Problem to solve →
Rewrite the material, beginning at the line that has "is the snow-covered" and stopping after the line that has "top-left (587, 338), bottom-right (768, 373)". Add 37 to every number in the box coordinates and leave every other line as it stands.

-- Start Entries supplied --

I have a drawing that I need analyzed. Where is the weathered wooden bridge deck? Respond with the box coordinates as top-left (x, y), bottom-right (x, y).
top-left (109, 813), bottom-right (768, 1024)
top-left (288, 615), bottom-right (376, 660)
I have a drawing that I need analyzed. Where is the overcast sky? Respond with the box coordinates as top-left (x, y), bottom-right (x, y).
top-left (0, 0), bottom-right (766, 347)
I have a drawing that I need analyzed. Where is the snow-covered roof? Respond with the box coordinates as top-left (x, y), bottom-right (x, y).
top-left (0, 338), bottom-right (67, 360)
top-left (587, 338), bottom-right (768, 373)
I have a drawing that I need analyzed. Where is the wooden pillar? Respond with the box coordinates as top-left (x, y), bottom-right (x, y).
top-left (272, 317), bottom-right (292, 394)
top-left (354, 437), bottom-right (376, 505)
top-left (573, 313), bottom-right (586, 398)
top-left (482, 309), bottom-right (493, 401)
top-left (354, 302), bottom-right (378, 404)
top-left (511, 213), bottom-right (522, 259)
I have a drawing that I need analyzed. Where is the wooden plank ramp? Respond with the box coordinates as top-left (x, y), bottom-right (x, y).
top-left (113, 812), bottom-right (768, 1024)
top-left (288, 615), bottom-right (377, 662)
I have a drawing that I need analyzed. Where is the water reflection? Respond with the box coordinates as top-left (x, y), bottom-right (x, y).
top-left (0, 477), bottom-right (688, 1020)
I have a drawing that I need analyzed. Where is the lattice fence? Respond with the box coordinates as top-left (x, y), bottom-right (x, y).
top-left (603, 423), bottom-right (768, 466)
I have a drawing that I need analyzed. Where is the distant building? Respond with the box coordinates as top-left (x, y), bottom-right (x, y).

-- End Entries supplied --

Finished exercise →
I have a drawing that I need analyzed. Where is the snow-covered roof? Respond with the box coordinates as top-left (x, y), bottom-right (x, y).
top-left (37, 375), bottom-right (104, 397)
top-left (624, 375), bottom-right (805, 410)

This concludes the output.